- **TASKS**:
**1)** Name every television show mentioned in the piece on the FX pilot.
**2)** Render this sentence from the piece on the FX pilot in Spanish: "FX has officially passed on an untitled witness protection comedy pilot starring Alison Brie."

- **PAGE TEXT**:
* * *

Another pilot dead. Another talented actor's project relegated to the vast graveyard of shows that never were. Welcome to television development, where most things die and nobody learns anything.
FX has officially passed on an untitled witness protection comedy pilot starring Alison Brie. The project, which sounded promising on paper, will not be moving forward to series. And while this is standard industry news—pilots die all the time—it's worth examining what this represents about the increasingly broken television development model.
Here's how it works: networks spend millions developing pilots. They order scripts, build sets, hire crews, cast actors, and produce what amounts to a very expensive proof of concept. Then most of them die. Money wasted. Careers stalled. Creative energy dissipated into the void.
FX, to their credit, is one of the better networks at picking winners. They've launched Atlanta, The Bear, Reservation Dogs, and maintained quality shows like Fargo. Their hit rate is higher than most. But even they're stuck in a system that requires them to order more pilots than they can possibly greenlight.

* * *

- **DATA**:
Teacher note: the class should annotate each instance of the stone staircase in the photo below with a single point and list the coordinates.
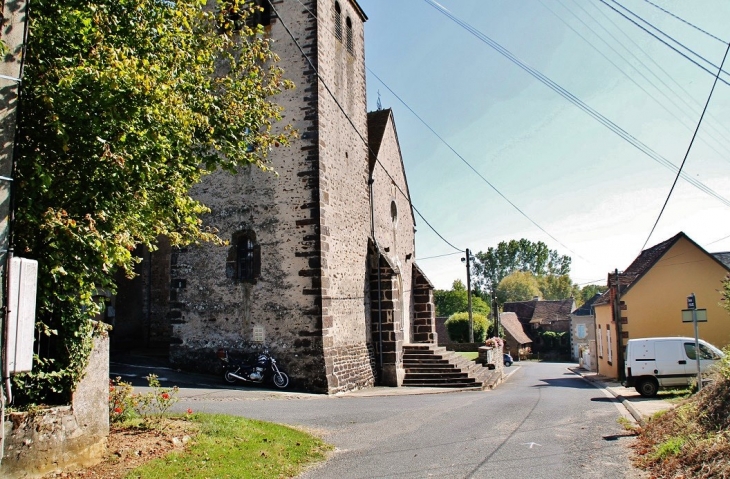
(428, 365)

* * *

- **ANSWERS BY TASK**:
**1)** Atlanta, The Bear, Reservation Dogs, Fargo

**2)** FX ha rechazado oficialmente un piloto de comedia sin título sobre protección de testigos protagonizado por Alison Brie.